> _EXERCISE INSTRUCTIONS_: Quote, word for word, every line starting at the line that contains "of the green" and ending with the last line of the records; include both of these lines and no others.

> _THE DATA_:
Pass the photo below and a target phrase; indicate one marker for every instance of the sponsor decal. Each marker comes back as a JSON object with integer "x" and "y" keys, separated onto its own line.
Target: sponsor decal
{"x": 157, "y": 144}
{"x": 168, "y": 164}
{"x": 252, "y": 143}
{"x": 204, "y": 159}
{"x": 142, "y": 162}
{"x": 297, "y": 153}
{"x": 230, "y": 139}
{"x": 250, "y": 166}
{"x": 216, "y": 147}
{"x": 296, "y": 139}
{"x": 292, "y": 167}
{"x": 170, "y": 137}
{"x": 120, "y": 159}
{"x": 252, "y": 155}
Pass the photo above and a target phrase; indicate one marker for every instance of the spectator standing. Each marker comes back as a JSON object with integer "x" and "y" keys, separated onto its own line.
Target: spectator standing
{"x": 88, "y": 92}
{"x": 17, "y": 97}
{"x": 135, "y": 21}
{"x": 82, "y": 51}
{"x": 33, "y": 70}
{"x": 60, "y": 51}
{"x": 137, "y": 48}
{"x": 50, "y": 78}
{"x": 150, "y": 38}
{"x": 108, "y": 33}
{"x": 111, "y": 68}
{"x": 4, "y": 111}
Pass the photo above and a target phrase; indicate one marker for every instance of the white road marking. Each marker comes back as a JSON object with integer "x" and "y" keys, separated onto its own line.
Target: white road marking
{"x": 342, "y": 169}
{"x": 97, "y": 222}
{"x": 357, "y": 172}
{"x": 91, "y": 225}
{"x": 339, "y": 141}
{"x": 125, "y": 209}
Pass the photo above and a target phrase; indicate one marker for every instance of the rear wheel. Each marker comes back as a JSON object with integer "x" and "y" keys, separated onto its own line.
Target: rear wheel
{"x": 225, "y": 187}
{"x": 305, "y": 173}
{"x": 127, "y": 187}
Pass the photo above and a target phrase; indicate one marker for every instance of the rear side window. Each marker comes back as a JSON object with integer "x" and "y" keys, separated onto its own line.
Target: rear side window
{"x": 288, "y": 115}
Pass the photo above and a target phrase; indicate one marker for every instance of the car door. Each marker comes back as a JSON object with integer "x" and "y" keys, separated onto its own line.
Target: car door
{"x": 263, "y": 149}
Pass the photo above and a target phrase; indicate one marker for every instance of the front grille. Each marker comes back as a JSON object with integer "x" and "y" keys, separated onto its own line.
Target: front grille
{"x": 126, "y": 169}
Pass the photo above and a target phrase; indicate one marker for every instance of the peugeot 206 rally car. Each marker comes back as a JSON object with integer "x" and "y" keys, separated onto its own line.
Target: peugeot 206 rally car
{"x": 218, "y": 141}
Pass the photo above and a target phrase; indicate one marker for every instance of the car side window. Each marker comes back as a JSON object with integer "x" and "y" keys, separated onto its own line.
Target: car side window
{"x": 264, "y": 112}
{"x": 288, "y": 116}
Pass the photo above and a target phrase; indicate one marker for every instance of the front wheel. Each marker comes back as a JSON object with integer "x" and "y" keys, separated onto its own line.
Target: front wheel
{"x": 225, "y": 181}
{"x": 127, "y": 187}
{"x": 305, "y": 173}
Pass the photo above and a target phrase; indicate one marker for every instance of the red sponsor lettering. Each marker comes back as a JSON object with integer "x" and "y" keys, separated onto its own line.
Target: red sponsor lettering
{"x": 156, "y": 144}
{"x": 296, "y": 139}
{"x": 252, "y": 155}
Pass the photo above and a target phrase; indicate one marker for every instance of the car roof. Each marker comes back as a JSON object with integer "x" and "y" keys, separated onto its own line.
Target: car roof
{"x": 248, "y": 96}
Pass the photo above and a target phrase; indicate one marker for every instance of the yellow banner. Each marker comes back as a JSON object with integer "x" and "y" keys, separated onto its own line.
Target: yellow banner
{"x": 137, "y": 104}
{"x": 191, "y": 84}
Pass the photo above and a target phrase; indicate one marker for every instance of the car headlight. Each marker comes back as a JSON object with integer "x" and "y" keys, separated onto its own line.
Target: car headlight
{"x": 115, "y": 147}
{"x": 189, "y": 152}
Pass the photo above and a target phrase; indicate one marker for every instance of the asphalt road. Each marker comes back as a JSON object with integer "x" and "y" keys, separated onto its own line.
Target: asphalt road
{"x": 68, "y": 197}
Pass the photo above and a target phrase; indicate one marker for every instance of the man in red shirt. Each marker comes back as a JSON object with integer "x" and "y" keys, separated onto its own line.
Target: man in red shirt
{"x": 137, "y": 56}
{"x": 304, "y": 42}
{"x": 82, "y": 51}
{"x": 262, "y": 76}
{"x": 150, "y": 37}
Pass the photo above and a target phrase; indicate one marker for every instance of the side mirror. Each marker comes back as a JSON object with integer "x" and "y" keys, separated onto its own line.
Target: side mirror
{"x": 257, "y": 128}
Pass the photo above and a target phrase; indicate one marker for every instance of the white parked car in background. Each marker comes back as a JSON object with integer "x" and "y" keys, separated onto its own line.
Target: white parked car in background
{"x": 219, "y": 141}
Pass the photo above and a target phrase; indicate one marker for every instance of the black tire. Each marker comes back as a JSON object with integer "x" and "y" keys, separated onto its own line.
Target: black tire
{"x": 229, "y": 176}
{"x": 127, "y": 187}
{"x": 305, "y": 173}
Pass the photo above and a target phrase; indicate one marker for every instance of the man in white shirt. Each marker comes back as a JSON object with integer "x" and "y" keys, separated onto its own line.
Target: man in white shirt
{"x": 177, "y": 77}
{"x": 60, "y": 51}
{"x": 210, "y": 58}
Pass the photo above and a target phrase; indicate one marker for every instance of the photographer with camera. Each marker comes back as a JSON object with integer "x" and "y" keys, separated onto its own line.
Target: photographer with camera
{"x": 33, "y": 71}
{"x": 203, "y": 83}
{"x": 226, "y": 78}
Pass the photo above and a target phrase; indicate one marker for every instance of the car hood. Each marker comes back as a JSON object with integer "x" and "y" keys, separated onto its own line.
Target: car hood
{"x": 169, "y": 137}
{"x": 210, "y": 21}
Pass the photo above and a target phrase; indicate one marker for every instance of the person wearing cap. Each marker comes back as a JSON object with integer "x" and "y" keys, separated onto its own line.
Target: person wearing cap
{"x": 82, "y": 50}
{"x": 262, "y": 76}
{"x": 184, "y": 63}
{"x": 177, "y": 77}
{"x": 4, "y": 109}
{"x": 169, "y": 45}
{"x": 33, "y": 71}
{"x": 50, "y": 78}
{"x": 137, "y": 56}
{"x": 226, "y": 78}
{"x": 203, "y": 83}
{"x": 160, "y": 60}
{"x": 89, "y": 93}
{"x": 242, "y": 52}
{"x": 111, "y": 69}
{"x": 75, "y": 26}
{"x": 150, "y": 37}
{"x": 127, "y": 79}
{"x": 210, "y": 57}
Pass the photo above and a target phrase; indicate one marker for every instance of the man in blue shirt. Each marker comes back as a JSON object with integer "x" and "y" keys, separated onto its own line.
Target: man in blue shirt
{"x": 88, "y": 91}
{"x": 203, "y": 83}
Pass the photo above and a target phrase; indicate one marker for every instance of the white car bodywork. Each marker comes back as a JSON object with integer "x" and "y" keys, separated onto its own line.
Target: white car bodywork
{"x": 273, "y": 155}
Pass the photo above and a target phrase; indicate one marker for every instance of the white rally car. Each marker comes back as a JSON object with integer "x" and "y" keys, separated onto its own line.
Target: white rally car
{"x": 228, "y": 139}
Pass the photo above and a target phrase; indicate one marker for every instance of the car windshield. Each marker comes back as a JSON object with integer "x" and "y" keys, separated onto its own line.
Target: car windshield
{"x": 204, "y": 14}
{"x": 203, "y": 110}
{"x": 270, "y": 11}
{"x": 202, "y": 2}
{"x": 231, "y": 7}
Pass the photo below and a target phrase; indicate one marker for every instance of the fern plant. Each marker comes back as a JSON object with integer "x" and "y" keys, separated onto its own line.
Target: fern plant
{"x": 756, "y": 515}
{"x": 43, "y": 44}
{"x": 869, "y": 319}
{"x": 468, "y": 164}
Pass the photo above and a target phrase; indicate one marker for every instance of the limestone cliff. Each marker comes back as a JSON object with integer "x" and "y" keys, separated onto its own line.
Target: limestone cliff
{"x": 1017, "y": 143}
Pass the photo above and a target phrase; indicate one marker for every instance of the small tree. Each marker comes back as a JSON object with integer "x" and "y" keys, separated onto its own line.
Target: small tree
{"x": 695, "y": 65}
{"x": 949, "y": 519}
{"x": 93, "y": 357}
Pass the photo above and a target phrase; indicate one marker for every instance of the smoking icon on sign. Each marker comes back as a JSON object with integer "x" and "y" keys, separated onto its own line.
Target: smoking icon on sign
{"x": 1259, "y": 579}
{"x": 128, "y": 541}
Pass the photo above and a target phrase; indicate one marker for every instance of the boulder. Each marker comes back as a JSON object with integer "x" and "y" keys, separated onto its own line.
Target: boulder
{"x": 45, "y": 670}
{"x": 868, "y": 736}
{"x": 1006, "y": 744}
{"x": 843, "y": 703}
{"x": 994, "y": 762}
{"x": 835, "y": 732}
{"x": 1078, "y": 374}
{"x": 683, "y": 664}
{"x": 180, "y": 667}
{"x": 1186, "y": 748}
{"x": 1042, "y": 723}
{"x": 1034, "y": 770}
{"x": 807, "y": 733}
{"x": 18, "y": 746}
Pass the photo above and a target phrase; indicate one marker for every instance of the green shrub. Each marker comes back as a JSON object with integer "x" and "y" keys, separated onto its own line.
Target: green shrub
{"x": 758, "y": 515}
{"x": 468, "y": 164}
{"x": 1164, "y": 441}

> _SOLVED PROBLEM_:
Pass the photo above and a target phrase; indicate one marker for every instance of the green shrub. Each marker comes back as a JSON object with integer "x" and "y" keys, separated onto its own line.
Target: green shrub
{"x": 758, "y": 515}
{"x": 468, "y": 164}
{"x": 1164, "y": 441}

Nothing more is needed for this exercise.